◆ Task brief: In the records below, begin at the line containing "Could you point to the water stream" and end at the line containing "Could you point to the moss-covered"; quote every line in that span exactly, including both boundary lines, and no others.

◆ Data extracts:
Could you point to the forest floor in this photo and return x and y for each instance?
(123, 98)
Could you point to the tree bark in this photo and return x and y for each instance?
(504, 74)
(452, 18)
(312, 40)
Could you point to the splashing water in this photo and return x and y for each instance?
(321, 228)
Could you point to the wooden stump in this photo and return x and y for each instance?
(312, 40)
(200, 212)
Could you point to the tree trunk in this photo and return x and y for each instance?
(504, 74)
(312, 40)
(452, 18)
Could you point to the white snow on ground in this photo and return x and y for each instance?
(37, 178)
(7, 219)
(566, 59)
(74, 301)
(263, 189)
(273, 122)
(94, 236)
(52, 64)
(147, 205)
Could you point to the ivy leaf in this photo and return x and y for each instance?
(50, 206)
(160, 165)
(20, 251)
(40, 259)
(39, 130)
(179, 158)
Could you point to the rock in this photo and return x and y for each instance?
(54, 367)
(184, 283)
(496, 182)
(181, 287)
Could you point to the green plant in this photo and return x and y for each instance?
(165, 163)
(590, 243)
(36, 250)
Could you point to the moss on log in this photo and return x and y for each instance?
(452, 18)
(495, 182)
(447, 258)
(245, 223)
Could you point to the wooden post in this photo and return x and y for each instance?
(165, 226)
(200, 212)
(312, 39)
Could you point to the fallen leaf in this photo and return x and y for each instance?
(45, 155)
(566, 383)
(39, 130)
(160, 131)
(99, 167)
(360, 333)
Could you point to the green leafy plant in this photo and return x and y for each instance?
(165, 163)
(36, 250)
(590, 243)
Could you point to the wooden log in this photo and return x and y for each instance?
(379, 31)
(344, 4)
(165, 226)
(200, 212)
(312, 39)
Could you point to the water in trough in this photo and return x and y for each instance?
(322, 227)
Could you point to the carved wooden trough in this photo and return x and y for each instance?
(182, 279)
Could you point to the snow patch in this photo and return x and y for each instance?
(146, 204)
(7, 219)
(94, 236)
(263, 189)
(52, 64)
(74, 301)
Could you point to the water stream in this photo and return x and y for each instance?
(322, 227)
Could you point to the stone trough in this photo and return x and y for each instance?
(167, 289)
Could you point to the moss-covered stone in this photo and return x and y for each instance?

--

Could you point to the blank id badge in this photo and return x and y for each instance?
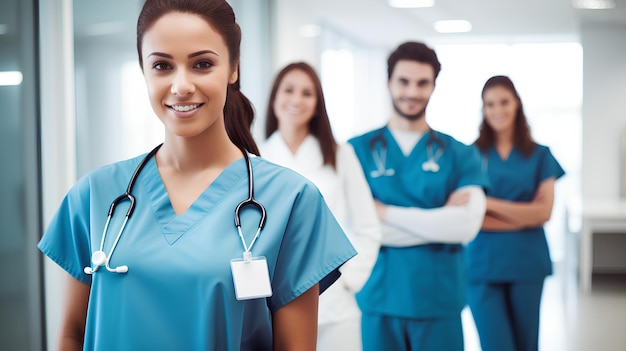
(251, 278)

◆ Problem solution:
Could you point to the water stream in this photo and return x and y for each instance?
(322, 227)
Could you point to the stone trough in this photo and return x and y for each instance?
(167, 289)
Could you point to the moss-covered stone in this photo and return x and y for each instance?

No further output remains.